In the forum thread about taxes and dementia, what was the maximum failure-to-file penalty said to be?
[start of SOURCE TEXT]
The IRS won't put you in jail for failure to file but they will charge penalties.

The failure to file penalty used to be 5% of the amount owed each month with a maximum penalty of 25%, I'm not sure what it is today.

The IRS may try to bump up the failure to file to income tax evasion and that could land you in jail but jail is cheaper than a nursing home so it might be a good move.

IMO if you have a serious case of dementia other problems will come up long before the IRS comes knocking and by the time they do come knocking there won't be much left.


----------



## Uptosnuff (Feb 28, 2020)

@ aunt bea _"The IRS may try to bump up the failure to file to income tax evasion and that could land you in jail but jail is cheaper than a nursing home so it might be a good move. "_

You know, this is funny and sad at the same time.


----------



## OneEyedDiva (Feb 29, 2020)

That's an interesting question. My mom had dementia but didn't have to file taxes for a long time before because her income was so low and was only social security.  Hopefully Aunt Bea is right.  It might be funny to see an auditor try to get a straight answer from someone who's got Alzheimers. And the auditor better hope he/she isn't sundowning. On a serious note.  I feel sad for those who have no one to help them and take care of their business affairs. Those are people who are also easily taken advantage of.


----------
[end of SOURCE TEXT]
[start of GIVEN DATA]
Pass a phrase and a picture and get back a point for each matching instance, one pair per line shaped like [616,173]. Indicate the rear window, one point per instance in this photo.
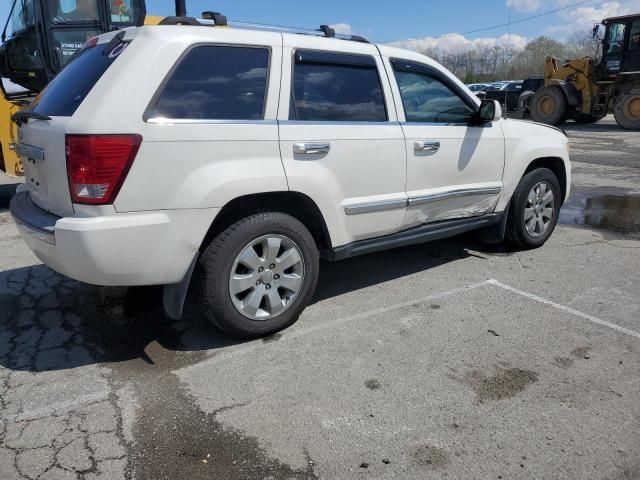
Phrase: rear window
[69,88]
[215,83]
[end of GIVEN DATA]
**FULL RESPONSE:** 25%